### Extracted material
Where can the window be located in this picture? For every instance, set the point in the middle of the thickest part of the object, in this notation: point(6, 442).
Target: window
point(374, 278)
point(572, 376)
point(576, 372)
######
*Required action:* Set down the data above once more so that nothing differs from the original.

*Written answer:*
Where can the window be located in this picture? For every instance, set the point in the middle of the thickest part of the object, in this notation: point(6, 442).
Target: window
point(374, 278)
point(572, 376)
point(576, 372)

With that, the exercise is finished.